■ **TEKST DO PRZECZYTANIA**
==================================================

Zdążyć przed drugą falą. Filmowy wyścig z czasem w Krakowie

Archiwum fot. Krzysztof Kalinowski

Koronawirus uderzył w branżę filmową w Krakowie. W trakcie wiosennego lockdownu wstrzymano zdjęcia do wielu produkcji, ale latem filmowcy próbowali nadrobić zaległości i zdążyć przed drugą falą pandemii.

Przerwane zdjęcia, przesunięcie projektów na inny termin. Tak wyglądała tej wiosny filmowa rzeczywistość w Polsce. Wówczas z powodu pandemii koronawirusa wstrzymano realizację ponad 180 produkcji. W Krakowie były to m.in. „Wesele 2” Wojciecha Smarzowskiego, do naszego miasta miało ponownie zawitać kino bollywoodzkie.

==================================================

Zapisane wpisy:
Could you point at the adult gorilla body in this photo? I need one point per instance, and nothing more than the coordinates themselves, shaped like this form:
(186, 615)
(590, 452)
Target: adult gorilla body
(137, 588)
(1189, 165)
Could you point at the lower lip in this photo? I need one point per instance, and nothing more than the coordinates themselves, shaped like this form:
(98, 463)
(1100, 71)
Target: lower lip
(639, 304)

==================================================

■ **POLECENIA**
#1 Odpowiedz krótko na pytania do tekstu o filmowcach w Krakowie:
(a) Co wstrzymano w trakcie wiosennego lockdownu?
(b) Realizację ilu produkcji wstrzymano tej wiosny w Polsce?
(c) Jaki film Wojciecha Smarzowskiego wymieniono wśród krakowskich produkcji?
#2 Przepisz z tekstu o filmowcach w Krakowie fragment od „Archiwum fot. Krzysztof” do „drugą falą pandemii.”, wstawiając „jesienią” w miejsce „latem”.

■ **ODPOWIEDZI**
#1
(a) Zdjęcia do wielu produkcji.
(b) Ponad 180.
(c) „Wesele 2”.

#2
Archiwum fot. Krzysztof Kalinowski

Koronawirus uderzył w branżę filmową w Krakowie. W trakcie wiosennego lockdownu wstrzymano zdjęcia do wielu produkcji, ale jesienią filmowcy próbowali nadrobić zaległości i zdążyć przed drugą falą pandemii.